The standard articulated by the court in Medeiros is essentially that for aiding and abetting fraud. Critical to a claim for aiding and abetting fraud is that the plaintiff plead “substantial assistance.” In addition, aiding and abetting fraud must be pleaded with the specificity sufficient to satisfy CPLR 3016 (b). Substantial assistance exists where (1) a defendant affirmatively assists, helps conceal, or by virtue of failing to act when required to do so enables the fraud to proceed, and (2) the actions of the aider/abettor proximately caused the harm on which the primary liability is predicated.

(Internal quotations and citations omitted). The court went on to find that the plaintiff had failed “to allege substantial assistance with sufficient particularity to satisfy CPLR 3016(b).”

Collected data
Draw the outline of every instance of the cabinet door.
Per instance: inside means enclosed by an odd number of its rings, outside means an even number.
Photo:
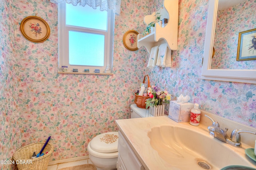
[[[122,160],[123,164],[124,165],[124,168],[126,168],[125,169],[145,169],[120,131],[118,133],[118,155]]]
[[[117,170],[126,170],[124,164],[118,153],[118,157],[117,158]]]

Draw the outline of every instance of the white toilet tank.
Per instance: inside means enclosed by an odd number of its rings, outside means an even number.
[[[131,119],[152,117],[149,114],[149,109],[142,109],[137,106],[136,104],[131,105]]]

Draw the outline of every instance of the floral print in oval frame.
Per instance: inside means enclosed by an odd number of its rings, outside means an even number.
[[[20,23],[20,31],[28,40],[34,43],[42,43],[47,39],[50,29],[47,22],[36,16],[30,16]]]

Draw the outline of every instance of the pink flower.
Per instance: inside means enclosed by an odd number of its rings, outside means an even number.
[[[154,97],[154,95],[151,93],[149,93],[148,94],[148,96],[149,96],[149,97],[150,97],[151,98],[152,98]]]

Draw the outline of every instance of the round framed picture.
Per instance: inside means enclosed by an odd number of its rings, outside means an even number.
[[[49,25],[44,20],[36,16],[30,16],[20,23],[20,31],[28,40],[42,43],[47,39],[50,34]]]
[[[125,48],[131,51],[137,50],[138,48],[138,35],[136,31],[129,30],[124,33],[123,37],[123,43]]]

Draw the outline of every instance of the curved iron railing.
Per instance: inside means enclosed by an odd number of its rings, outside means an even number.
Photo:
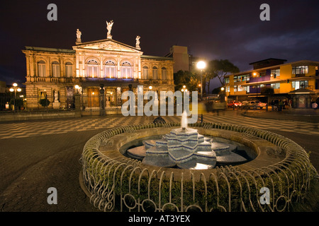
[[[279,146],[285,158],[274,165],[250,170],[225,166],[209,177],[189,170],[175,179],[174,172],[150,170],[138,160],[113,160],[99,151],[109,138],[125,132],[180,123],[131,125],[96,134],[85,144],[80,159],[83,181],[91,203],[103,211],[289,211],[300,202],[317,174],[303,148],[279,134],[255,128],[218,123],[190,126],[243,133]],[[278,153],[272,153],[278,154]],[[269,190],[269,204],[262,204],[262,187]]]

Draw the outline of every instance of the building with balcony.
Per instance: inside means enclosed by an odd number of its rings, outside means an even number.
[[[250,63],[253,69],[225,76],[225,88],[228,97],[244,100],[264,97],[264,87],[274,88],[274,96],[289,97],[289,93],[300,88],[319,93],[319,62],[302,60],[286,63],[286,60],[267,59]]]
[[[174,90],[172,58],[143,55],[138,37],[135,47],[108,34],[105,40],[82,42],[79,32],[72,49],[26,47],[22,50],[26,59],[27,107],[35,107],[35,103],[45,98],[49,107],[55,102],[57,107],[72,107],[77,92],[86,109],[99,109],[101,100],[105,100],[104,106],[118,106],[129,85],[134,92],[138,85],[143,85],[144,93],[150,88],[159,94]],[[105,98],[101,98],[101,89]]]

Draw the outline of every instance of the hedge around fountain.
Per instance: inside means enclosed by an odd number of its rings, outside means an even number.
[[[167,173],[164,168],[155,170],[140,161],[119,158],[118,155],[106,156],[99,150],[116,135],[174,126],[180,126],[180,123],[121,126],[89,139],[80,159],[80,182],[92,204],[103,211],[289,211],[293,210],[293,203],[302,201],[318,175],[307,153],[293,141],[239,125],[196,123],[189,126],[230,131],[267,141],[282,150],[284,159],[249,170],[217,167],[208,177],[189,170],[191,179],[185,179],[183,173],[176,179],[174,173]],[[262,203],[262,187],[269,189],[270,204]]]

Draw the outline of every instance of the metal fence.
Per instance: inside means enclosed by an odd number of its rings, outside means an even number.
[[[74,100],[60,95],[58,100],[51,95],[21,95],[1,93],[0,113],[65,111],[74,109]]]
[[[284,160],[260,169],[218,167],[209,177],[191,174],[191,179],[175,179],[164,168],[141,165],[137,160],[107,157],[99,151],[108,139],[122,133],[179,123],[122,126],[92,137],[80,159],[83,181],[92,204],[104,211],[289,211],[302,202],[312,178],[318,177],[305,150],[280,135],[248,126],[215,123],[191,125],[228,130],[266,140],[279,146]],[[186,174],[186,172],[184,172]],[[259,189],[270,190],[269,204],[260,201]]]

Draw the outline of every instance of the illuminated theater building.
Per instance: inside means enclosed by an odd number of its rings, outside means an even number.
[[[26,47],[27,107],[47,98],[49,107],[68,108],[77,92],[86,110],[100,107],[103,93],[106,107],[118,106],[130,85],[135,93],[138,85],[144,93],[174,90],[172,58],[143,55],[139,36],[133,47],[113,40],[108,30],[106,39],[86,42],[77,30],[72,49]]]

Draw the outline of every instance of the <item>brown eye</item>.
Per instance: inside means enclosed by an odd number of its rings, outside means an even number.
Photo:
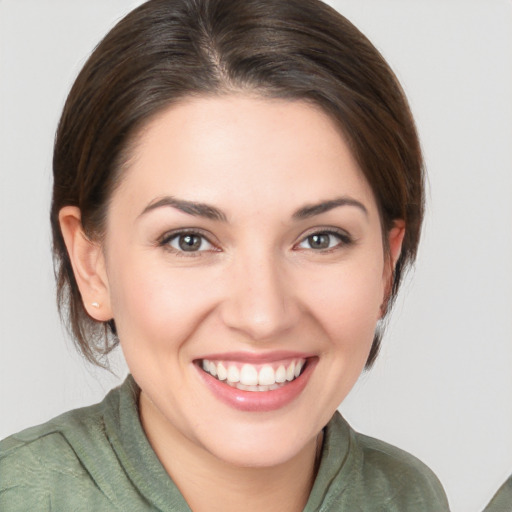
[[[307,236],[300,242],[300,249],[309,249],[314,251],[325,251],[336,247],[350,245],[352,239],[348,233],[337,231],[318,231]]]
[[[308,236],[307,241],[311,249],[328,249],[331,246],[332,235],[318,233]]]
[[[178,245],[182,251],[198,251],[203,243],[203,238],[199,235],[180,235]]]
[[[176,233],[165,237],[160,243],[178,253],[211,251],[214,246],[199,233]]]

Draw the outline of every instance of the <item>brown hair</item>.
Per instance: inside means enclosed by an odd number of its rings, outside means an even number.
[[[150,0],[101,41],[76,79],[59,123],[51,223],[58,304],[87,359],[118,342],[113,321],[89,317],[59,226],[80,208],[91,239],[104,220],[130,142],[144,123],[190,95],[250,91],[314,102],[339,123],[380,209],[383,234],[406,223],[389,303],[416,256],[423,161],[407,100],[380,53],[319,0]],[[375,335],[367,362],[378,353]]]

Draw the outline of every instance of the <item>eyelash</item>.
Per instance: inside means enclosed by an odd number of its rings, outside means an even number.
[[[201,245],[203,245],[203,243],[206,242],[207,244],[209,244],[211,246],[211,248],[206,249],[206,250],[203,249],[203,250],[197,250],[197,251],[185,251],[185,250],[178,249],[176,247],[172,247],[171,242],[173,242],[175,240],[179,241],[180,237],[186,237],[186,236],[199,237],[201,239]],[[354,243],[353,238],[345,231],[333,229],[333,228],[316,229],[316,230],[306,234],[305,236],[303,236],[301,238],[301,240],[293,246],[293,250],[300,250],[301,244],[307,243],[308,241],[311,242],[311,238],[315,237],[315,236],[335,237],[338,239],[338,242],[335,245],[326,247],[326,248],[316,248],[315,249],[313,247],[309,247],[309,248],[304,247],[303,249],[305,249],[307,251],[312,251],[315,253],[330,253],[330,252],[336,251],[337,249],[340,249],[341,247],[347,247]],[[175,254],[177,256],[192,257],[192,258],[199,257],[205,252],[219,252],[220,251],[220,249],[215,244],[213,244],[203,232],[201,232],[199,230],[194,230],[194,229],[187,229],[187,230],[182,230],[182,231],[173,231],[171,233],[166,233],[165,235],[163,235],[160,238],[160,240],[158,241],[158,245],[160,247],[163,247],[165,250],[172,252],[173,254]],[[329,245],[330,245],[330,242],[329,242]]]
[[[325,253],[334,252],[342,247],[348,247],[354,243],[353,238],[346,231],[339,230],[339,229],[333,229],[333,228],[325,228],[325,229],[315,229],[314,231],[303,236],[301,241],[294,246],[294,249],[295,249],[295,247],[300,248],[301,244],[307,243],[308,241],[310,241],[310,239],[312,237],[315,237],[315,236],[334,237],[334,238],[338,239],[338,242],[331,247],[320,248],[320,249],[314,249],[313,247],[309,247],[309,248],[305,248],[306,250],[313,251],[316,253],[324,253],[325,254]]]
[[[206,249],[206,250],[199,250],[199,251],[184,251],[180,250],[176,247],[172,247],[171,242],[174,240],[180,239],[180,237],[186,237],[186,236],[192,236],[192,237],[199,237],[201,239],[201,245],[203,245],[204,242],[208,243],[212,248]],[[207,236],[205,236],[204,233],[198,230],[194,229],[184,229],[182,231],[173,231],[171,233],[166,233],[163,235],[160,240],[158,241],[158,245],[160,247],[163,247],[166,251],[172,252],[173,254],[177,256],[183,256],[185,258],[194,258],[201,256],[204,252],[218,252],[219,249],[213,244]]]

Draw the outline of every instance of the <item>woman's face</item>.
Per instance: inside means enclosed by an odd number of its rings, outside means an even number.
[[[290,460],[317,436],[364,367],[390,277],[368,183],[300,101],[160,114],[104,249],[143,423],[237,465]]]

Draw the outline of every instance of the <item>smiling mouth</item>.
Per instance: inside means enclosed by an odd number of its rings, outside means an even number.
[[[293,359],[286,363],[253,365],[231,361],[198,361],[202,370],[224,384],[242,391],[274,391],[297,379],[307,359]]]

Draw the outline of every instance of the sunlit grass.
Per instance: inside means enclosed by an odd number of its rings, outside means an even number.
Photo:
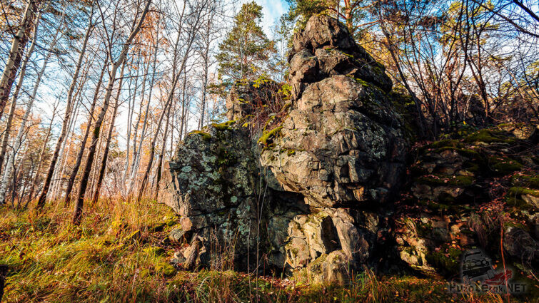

• [Exercises]
(a) In the passage on aiding and abetting fraud, what rule must the pleading be specific enough to satisfy?
(b) Summarize the passage on aiding and abetting fraud in two sentences.
(c) Return the passage on aiding and abetting fraud word for word from "The standard articulated" to "liability is predicated.".
The rows have no connection to the passage on aiding and abetting fraud.

• [Solutions to the problems]
(a) CPLR 3016 (b).

(b) The court in Medeiros applied essentially the standard for aiding and abetting fraud, which requires pleading substantial assistance with the specificity CPLR 3016 (b) demands. Substantial assistance exists where the defendant affirmatively assists, helps conceal, or by failing to act when required enables the fraud, and proximately causes the harm; the court found the plaintiff had not alleged it with sufficient particularity.

(c)
The standard articulated by the court in Medeiros is essentially that for aiding and abetting fraud. Critical to a claim for aiding and abetting fraud is that the plaintiff plead “substantial assistance.” In addition, aiding and abetting fraud must be pleaded with the specificity sufficient to satisfy CPLR 3016 (b). Substantial assistance exists where (1) a defendant affirmatively assists, helps conceal, or by virtue of failing to act when required to do so enables the fraud to proceed, and (2) the actions of the aider/abettor proximately caused the harm on which the primary liability is predicated.